Задание 1:
Перепишите без изменений часть отрывка о Ницше от слов «Когда работа была» до слов «гибели ложных богов.» включительно.
Задание 2:
Изложите содержание отрывка о Ницше в двух предложениях.

Отрывок:

«Бери жену не из своего же народа».

«Воспитание детей поручай друзьям».

«Не принимай никаких церковных обрядов».


«Не публикуйте это. Подождите. Ещё раз подумайте…», – восклицает Мальвида.


Но Ницше в ответ улыбается, потому что, как и все пишущие, он уже представляет себе, как его книга шествует по дорогам мира, ищет читателей, зажигает сердца, вселяет в них ужас или восхищение. Он видит, как она овладевает сердцами, возбуждает помыслы и поступки, вплетается в судьбы людей, соучаствует в происходящем, и таким образом обретает движение. Из всех мыслей, которые он записал под могучей раскидистой сосной на вилле Рубиначчи, эта была ему особенно дорога: истинное бессмертие – это движение. «То, что однажды было приведено в движение, попадает в общую цепь всего сущего, как насекомое, попавшее в янтарь, заключенное в него и ставшее вечным».


Книга была «посвящена памяти Вольтера, в ознаменование столетия со дня его смерти». Она также была посвящена первому великому кризису Ницше и его интеллектуальному освобождению. В ней «каждое предложение, – скажет он позже, – выражает победу». Победу над романтизмом, над патетическими установками, над «идеализмом» – этим bête noire12 Ницше. В ней каждая ошибка спокойно рассматривается, кладется на лед и не столько отвергается, сколько замораживается.


Когда работа была напечатана, автор отправил один экземпляр в Байройт. По дороге посылка наткнулась на либретто «Парсифаля», на котором было такое посвящение: «Моему дорогому другу Фредерику Ницше с самыми теплыми и наилучшими пожеланиями. Рихард Вагнер, воцерковленный советник». Ницше задохнулся. Что за провокация! Это был звон мечей Хундинга и Зигмунда в облаках Вальхаллы. Это был поединок с Вотаном и отдаленный предвестник гибели ложных богов.

Исходные записи:
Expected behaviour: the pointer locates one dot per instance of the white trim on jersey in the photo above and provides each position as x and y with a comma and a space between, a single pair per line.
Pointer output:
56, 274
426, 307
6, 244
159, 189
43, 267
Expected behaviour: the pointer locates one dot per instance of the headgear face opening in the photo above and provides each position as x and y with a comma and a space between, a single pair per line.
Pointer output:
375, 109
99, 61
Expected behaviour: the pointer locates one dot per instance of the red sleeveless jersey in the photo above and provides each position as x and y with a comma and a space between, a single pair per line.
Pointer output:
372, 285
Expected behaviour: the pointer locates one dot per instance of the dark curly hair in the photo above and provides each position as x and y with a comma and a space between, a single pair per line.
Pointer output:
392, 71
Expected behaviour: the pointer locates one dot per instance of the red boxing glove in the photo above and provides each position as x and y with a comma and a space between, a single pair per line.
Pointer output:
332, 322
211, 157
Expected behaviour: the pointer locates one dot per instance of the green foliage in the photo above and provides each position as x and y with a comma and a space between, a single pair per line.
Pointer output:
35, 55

Ответ 1:
Когда работа была напечатана, автор отправил один экземпляр в Байройт. По дороге посылка наткнулась на либретто «Парсифаля», на котором было такое посвящение: «Моему дорогому другу Фредерику Ницше с самыми теплыми и наилучшими пожеланиями. Рихард Вагнер, воцерковленный советник». Ницше задохнулся. Что за провокация! Это был звон мечей Хундинга и Зигмунда в облаках Вальхаллы. Это был поединок с Вотаном и отдаленный предвестник гибели ложных богов.

Ответ 2:
Мальвида умоляет Ницше не публиковать книгу, но он лишь улыбается, считая, что истинное бессмертие — это движение, а сама книга, посвящённая памяти Вольтера, знаменовала его интеллектуальное освобождение и победу над романтизмом и «идеализмом». Когда автор отправил экземпляр в Байройт, посылка по дороге наткнулась на либретто «Парсифаля» с посвящением от Рихарда Вагнера, и Ницше воспринял это как провокацию.